From the Saskatchewan water and drought text, write out the part from "1. Southern Saskatchewan's" up to and including "being increasingly explored.", changing "groundwater" to "underground aquifers".

■ **SOURCE DOCUMENT**

Segment Open

Water & Drought


SK Pond with lily pad
Saskatchewan Pond

Saskatchewan's environment, ecology and economy are water dependent and so are strongly impacted by hydrological cycling and water supply fluctuations. We have extensive periods of water shortage and excess, a strong seasonality in surface water supply and a cool semi-arid to cold sub-humid climate. In southern Saskatchewan, many of our ecological and economic activities use close to or all available water and so we are particularly vulnerable to further variations in water resources due to climate change.

Hydrology and the use of water in Saskatchewan

  1. Southern Saskatchewan's hydrology is characterized by:
    • Low precipitation which mostly evaporates, leaving little for runoff
    • Snowmelt is the primary source for the North and South Saskatchewan Rivers and also for the streams and rivers that arise in Saskatchewan.
    • Local-scale water resources are very sensitive to changes in climate and land cover.
    • The most reliable water supply comes from groundwater and rivers that originate in the Rocky Mountains.
  2. Most of Saskatchewan's water use is in the south, while most of the water is in the north.
  3. Urban demand for secure, high quality water is growing. Cities and towns produce waste water that must be treated.
  4. Drought in the south has shown that many local surface water supplies are unreliable and alternatives are being increasingly explored.
  5. The major water resource of the south is the South Saskatchewan River. It has been substantially developed as a water resource. Use is split among agriculture (86%), municipal (9%), thermal electricity (3%) and industrial use (2%).
South SK river at St. Louis bridge
South Saskatchewan River, St Louis Bridge


The Prairie Provinces have experienced deep and multi-year droughts (Figure 1). This is based on instrumental records of Prairies climate over the past 120 years or so and on research based on tree ring analysis across many Prairies sites. It is sobering to see that the Prairies have experienced frequent and much more severe droughts in the past than the 1930s experience. At one point during a drought of the 1700s, we know from fur trader records that the North Saskatchewan River (at Edmonton) actually ran dry!

AB droughts 1402-2004

Figure 1: Drought Frequency and Severity for the Prairie Provinces (1402 to 2002)

Drought has accounted for the greatest natural disasters in Canadian experience (in terms of economic cost). This includes drought on the Prairies in the 1930s and the recent drought of 1999-2004 (Figure 2). The impacts of the drought, largely occurring in Saskatchewan, during 2001-2002, was a national loss of $6 billion in GDP and the disappearance of 41,000 jobs.

Major North American Droughts
Figure 2: Date and Extent of Major North American Droughts

Key Climate Change Factors:

  • Winter warming will reduce snow accumulations across the Prairies.
  • Water flows in the North and South Saskatchewan rivers entering Saskatchewan may decline over time.
  • Water shortages already apparent in many areas of the province in drought years may become more serious.

Segment Closed

■ **INFORMATION GIVEN**
Segment Open

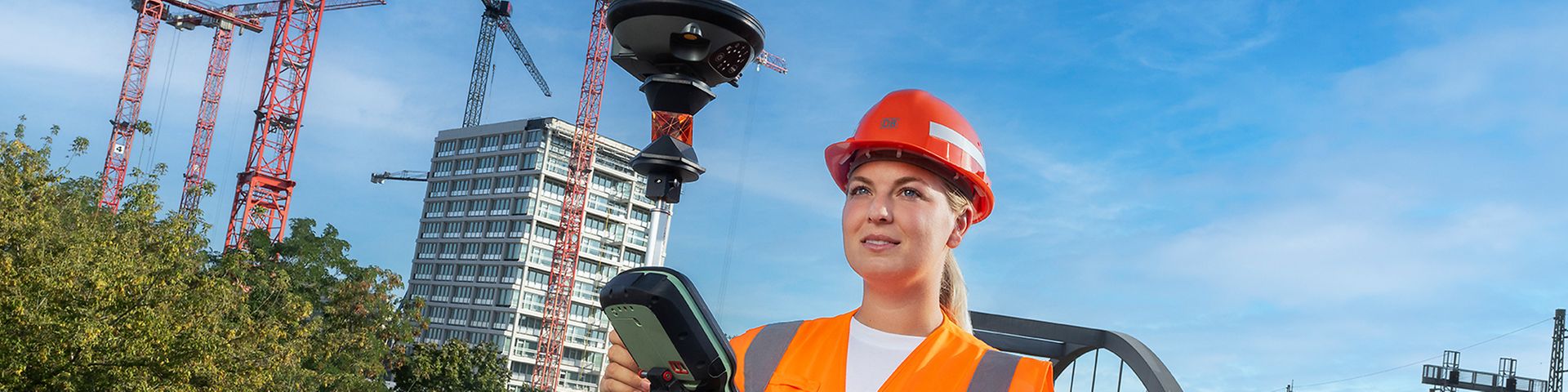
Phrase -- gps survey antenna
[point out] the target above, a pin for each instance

Segment Closed
Segment Open

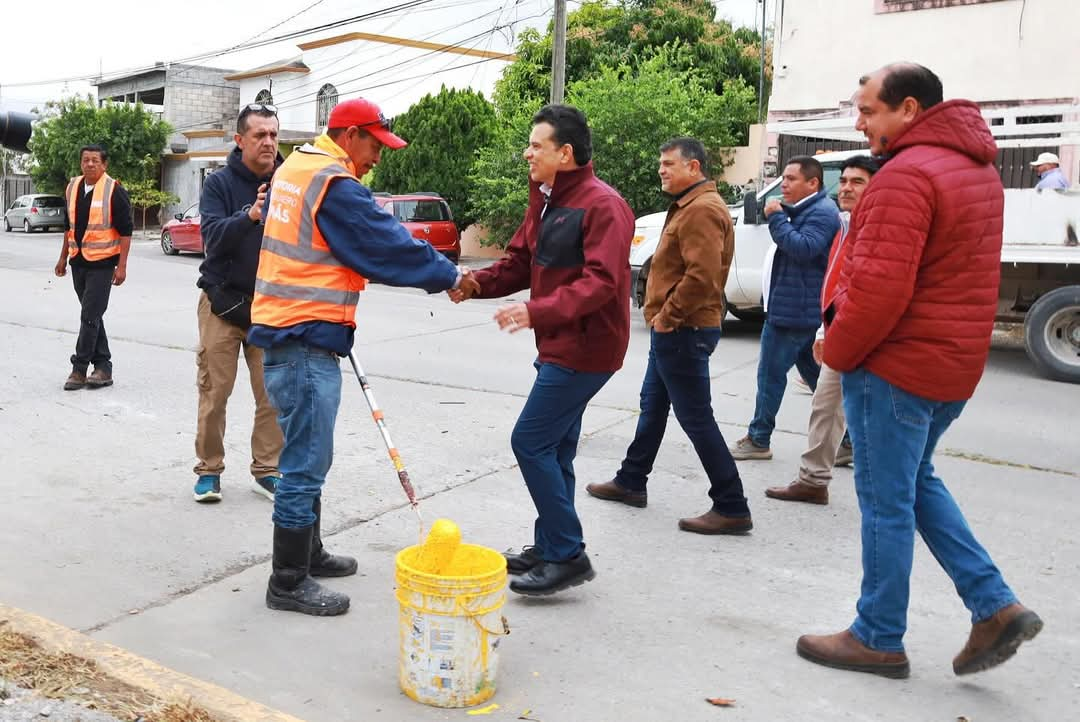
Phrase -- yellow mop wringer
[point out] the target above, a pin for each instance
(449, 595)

Segment Closed
Segment Open

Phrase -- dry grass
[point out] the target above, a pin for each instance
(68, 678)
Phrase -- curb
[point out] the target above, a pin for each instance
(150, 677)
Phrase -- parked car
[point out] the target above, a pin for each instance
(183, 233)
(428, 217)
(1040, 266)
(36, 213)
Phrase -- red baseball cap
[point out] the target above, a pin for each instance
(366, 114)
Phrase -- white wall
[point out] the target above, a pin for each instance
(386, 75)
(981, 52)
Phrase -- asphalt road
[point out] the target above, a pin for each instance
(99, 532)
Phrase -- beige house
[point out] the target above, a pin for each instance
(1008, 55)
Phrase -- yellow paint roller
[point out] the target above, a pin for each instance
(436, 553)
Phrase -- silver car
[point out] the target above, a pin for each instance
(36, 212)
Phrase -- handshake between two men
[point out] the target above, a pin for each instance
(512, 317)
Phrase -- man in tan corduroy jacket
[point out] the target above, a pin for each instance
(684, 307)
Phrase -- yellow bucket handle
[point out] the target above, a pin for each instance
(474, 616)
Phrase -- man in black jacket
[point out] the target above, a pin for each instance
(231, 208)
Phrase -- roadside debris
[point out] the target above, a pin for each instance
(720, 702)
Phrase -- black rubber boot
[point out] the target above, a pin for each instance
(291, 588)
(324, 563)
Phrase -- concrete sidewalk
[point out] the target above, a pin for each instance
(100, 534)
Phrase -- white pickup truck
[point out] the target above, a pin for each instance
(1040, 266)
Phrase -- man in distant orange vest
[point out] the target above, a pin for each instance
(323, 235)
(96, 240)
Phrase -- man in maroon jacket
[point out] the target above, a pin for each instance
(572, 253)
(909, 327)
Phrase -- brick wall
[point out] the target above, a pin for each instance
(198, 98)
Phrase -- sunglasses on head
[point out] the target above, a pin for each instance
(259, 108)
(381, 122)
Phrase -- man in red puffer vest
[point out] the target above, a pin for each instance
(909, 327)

Segment Closed

■ **ANSWER TO THIS EXERCISE**
1. Southern Saskatchewan's hydrology is characterized by:
    • Low precipitation which mostly evaporates, leaving little for runoff
    • Snowmelt is the primary source for the North and South Saskatchewan Rivers and also for the streams and rivers that arise in Saskatchewan.
    • Local-scale water resources are very sensitive to changes in climate and land cover.
    • The most reliable water supply comes from underground aquifers and rivers that originate in the Rocky Mountains.
  2. Most of Saskatchewan's water use is in the south, while most of the water is in the north.
  3. Urban demand for secure, high quality water is growing. Cities and towns produce waste water that must be treated.
  4. Drought in the south has shown that many local surface water supplies are unreliable and alternatives are being increasingly explored.